(Data records)
-- -- --

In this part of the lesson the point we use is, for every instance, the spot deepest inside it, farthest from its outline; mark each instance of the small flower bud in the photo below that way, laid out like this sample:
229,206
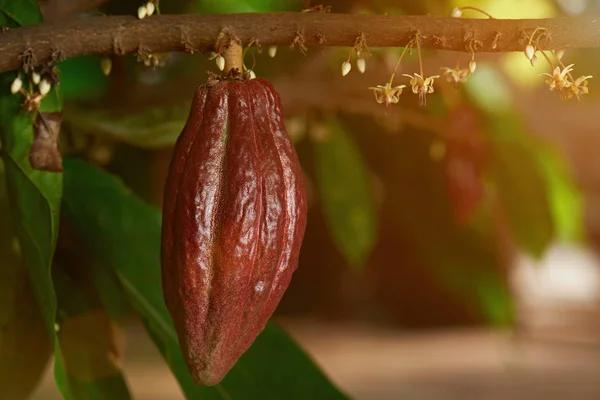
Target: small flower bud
35,78
220,62
45,87
533,60
142,12
272,51
106,65
16,85
346,67
361,65
456,12
150,8
529,52
472,65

-- -- --

* **About this task**: The pictures stay out; copy the rest of the data word for word.

* **Solution for this task**:
In this part of the lesson the point we use is, for every instance, the spot deepest inside it, farthest from its outline; mark each instance of the small flower bud in the photo below that way, laid out like this sample:
229,206
Target: small flower bud
35,78
220,62
45,87
533,60
142,12
272,51
106,65
16,85
346,67
361,65
456,12
150,8
529,52
472,65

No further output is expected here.